» Text excerpt
Although he was always known to be in the running for some sort of role with Red Bull (which owns Toro Rosso) in the future, few would have predicted that we would already be talking about his full F1 debut in 2015, when he will be just 17 years old.

His birthday is in September, but even at 17, he’ll still be too young to get a road driver’s license in his native Netherlands. Nevertheless, he’ll be piloting a multi-million dollar F1 car next season after just one season in single seaters. Is this really too soon for a driver to be making their debut?

Firstly, let’s talk about Verstappen himself. The son of former F1 driver Jos, the Dutch youngster made his name in go-karts, winning the world karting championship last year. He then moved into single seaters, with the natural option being Formula Renault. However, he instead moved straight into the FIA F3 European Championship, one of the most competitive junior series around.

This year, he has flourished in F3, currently ranking second in the standings behind Ferrari junior Antonio Fuoco. He won six races on the bounce at Spa and at the Norisring, and is certainly one of the breakout drivers in the current field.

Despite his success, many expected him to move into either GP2, GP3 or Formula Renault 3.5 for 2015. It was known that both Mercedes and Red Bull were chasing his services as a junior driver, and the drinks giant won – obviously, the promise of a race seat was going to outweigh any other offer.

Red Bull confirmed earlier this month that it had secured Verstappen’s services, and he raced at the Nurburgring with his car donned in its livery. Few would have predicted that he would have been confirmed just a few days later at Toro Rosso, though. The natural successor to Jean-Eric Vergne appeared to be Carlos Sainz Jr., but like many before him at Red Bull, he will now be asking just where he can go next.

Is Verstappen talented enough? Most definitely. Is he experienced enough? No, but, it is worth noting that Kimi Raikkonen had just one season in Formula Renault under his belt before he made his debut back in 2001 for Sauber. Nowadays, the cars are much easier to drive, and Toro Rosso has confirmed that it will be putting Verstappen through his paces in a Formula Renault 3.5 car and an old F1 car to ensure that he is ready for his debut in Melbourne next March. He will also be taking part in practice for the races in the USA, Brazil and Abu Dhabi later this year.

So is his debut something that concerns the current crop of drivers? Not particularly.

“I think it’s great that teams are still interested in the talent of the driver and not the money,” said Felipe Massa in yesterday’s press conference. “I think that’s really positive, it’s good for the sport in general.

“I think the most important thing is that he has the talent. I hope he can be clever as well to learn everything from Formula 1.”

Massa did also say that “seventeen is a little bit young,” whilst Daniel Ricciardo said it made him feel old – old being 25.

“It’s a wonderful opportunity that he has and it’s something quite special to come to Formula 1,” noted Lotus driver Romain Grosjean. “As everyone says, he has shown great talent early in his career, but he will have a lot of homework to do to learn everything about racing in higher categories.

Records:
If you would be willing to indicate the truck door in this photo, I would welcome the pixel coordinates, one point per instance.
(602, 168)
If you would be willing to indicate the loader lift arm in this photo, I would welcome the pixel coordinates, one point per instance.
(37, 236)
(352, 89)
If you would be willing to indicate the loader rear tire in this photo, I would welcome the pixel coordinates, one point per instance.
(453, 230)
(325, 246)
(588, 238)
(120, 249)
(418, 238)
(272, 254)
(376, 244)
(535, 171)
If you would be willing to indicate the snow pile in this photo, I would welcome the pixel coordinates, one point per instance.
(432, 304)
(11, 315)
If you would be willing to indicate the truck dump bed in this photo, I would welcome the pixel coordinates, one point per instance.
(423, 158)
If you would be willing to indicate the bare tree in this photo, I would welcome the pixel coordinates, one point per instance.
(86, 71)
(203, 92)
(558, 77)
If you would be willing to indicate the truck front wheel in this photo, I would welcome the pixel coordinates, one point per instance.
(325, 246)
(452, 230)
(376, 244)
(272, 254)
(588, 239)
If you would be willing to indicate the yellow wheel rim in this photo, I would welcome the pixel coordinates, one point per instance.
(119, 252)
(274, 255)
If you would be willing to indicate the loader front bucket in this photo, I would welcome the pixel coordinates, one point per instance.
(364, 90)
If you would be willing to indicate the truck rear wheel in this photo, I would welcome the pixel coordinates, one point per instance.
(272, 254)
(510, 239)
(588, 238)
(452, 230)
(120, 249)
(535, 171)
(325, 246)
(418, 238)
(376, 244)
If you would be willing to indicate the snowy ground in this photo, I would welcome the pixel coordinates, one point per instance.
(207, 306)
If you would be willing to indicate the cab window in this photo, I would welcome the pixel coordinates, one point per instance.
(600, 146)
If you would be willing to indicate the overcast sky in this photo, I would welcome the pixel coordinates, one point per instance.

» Written request 1
Quote the listing verbatim, beginning at the line that contains "If you would be willing to indicate the cab" and ending with the listing's final line.
» Written request 2
Extend the article on Verstappen's 2015 Formula 1 debut, picking up immediately after its final sentence.
The article and the listing have no connection to each other.

» Exercise output 1
If you would be willing to indicate the cab window in this photo, I would welcome the pixel coordinates, one point per instance.
(600, 146)
If you would be willing to indicate the overcast sky in this photo, I would welcome the pixel coordinates, one point per instance.

» Exercise output 2
“It’s good to see fresh blood, but a bit sad for JEV.”

Indeed, Jean-Eric Vergne is the big loser in all of this. At just 24, he is already facing the end of his F1 career, with the seats on the grid for 2015 being very hotly contested. He needs a great run in the final eight races to prove that he is worthy of a place for next season.

“I understand the decision,” the Frenchman said. “I’m not pissed off. I’m a little bit sad obviously because I like the team and believe it is a good one.

“It’s always in difficult moments that you can show your best potential, and that’s what I’m going to do in the next eight races.”

Fighting words from a man who was in the running for a Red Bull drive this time last year. Oh how quickly things can change in this sport…

As for Verstappen himself, he has few concerns about how ready he will be for Formula 1 in 2015, even if the news hasn’t quite sunk in yet.

“It’s absolutely amazing,” he told NBCSN’s Will Buxton in this week’s Paddock Pass. “I still can’t believe it really. First time when I get in the car, that’s when I’ll feel like ‘this is it’.

“I think at the end of the day, age doesn’t make a difference. As long as you can drive a car fast and you’re consistent without mistakes, there’s no issue about age.”

As with any driver, it is impossible to really know how they will perform until they are actually out on track for the first time. However, Verstappen will indeed raise some concerns about the age of F1 drivers. 17 is very young, but he may just well prove us all wrong.

Ever since it entered F1 in 2005 as a team, Red Bull has bucked the trend and revolutionized much of the sport. It can indeed boast the records for the youngest driver (Jaime Alguersuari), youngest point scorer (Daniil Kvyat), youngest race winner and world champion (both Sebastian Vettel). Verstappen could yet top them all, given the sensational start that he has made to his career.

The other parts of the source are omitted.